* **Given task A**
Copy the mailing-list thread about tying DoFn records to their input splits word for word, in its entirety.

* **Document text**
* * *
I have taken a look but don't see anything that would give me access to the 
input record's dir location.  Could you point me in the right direction?


> On Nov 9, 2016, at 7:50 PM, David Ortiz <[email protected]> wrote:
> 
> I can look up the exact methods in the morning, but in short, the DoFn does 
> have a way to grab the TaskContext object when running using MapReduce.  From 
> there you can get the split.
> 
> Sent from my Verizon Wireless 4G LTE DROID
> On Nov 9, 2016 9:56 PM, Marcin Michalski <[email protected]> wrote:
> Hi, is it possible to tie each record from DoFn's process method's to the 
> single input split from CombinedFileSplit? I basically want to get some info 
> from the input HDFS directory of the input split (/data/20161109/11) and use 
> it to enhance a each record that is being read by process method. I was able 
> to hack the access issue of CrunchInputSplit by using reflection but then I 
> am not sure how to tie each input record to one input split since my job 
> reads multiple files from different directories that have date/hour 
> information that I need.
* * *
* **Supplied records**
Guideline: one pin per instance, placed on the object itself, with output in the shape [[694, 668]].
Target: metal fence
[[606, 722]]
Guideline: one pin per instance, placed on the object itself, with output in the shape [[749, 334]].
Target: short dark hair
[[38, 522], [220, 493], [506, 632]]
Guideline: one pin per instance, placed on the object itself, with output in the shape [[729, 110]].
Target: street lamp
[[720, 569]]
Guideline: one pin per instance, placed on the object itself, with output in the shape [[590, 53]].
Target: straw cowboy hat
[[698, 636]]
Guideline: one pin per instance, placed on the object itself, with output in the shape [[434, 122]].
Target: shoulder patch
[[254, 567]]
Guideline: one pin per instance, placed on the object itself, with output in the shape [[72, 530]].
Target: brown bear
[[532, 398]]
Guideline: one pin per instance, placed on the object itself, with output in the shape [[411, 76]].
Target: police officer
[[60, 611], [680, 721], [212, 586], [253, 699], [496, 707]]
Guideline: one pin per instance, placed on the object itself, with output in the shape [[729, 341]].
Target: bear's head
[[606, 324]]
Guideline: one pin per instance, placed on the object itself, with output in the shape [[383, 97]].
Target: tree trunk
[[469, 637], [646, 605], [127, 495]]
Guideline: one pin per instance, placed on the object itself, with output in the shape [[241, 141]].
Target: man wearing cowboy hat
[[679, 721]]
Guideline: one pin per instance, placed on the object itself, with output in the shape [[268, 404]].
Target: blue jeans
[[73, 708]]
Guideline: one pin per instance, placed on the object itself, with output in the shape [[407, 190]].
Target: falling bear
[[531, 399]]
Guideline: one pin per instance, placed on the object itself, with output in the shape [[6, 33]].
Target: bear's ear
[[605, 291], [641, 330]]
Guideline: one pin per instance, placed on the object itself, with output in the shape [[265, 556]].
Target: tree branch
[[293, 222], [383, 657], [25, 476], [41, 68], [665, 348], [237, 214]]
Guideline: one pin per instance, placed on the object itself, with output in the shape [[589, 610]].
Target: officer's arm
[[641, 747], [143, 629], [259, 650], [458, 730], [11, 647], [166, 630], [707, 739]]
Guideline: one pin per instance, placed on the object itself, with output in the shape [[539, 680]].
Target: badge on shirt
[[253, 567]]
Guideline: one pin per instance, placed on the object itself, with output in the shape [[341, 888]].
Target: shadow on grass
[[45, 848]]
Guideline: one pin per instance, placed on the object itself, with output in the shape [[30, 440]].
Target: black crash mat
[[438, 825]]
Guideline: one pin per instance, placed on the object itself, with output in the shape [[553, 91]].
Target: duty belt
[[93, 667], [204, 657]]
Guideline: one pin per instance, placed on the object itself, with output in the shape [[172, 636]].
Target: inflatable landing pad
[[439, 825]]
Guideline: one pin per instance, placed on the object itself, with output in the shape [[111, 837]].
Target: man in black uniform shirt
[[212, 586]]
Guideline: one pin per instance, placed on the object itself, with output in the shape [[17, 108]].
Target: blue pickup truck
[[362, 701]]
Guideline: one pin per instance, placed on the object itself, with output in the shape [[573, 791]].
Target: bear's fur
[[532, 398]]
* * *
* **Given task B**
In the listing, take the lines from the one containing "shape [[407, 190]]." up to and including the one containing "348], [237, 214]]" and replace "tree branch" with "tree limb", leaving everything else unchanged. Return only those lines.

* **Right answer A**
I have taken a look but don't see anything that would give me access to the 
input record's dir location.  Could you point me in the right direction?


> On Nov 9, 2016, at 7:50 PM, David Ortiz <[email protected]> wrote:
> 
> I can look up the exact methods in the morning, but in short, the DoFn does 
> have a way to grab the TaskContext object when running using MapReduce.  From 
> there you can get the split.
> 
> Sent from my Verizon Wireless 4G LTE DROID
> On Nov 9, 2016 9:56 PM, Marcin Michalski <[email protected]> wrote:
> Hi, is it possible to tie each record from DoFn's process method's to the 
> single input split from CombinedFileSplit? I basically want to get some info 
> from the input HDFS directory of the input split (/data/20161109/11) and use 
> it to enhance a each record that is being read by process method. I was able 
> to hack the access issue of CrunchInputSplit by using reflection but then I 
> am not sure how to tie each input record to one input split since my job 
> reads multiple files from different directories that have date/hour 
> information that I need.

* **Right answer B**
Guideline: one pin per instance, placed on the object itself, with output in the shape [[407, 190]].
Target: falling bear
[[531, 399]]
Guideline: one pin per instance, placed on the object itself, with output in the shape [[6, 33]].
Target: bear's ear
[[605, 291], [641, 330]]
Guideline: one pin per instance, placed on the object itself, with output in the shape [[265, 556]].
Target: tree limb
[[293, 222], [383, 657], [25, 476], [41, 68], [665, 348], [237, 214]]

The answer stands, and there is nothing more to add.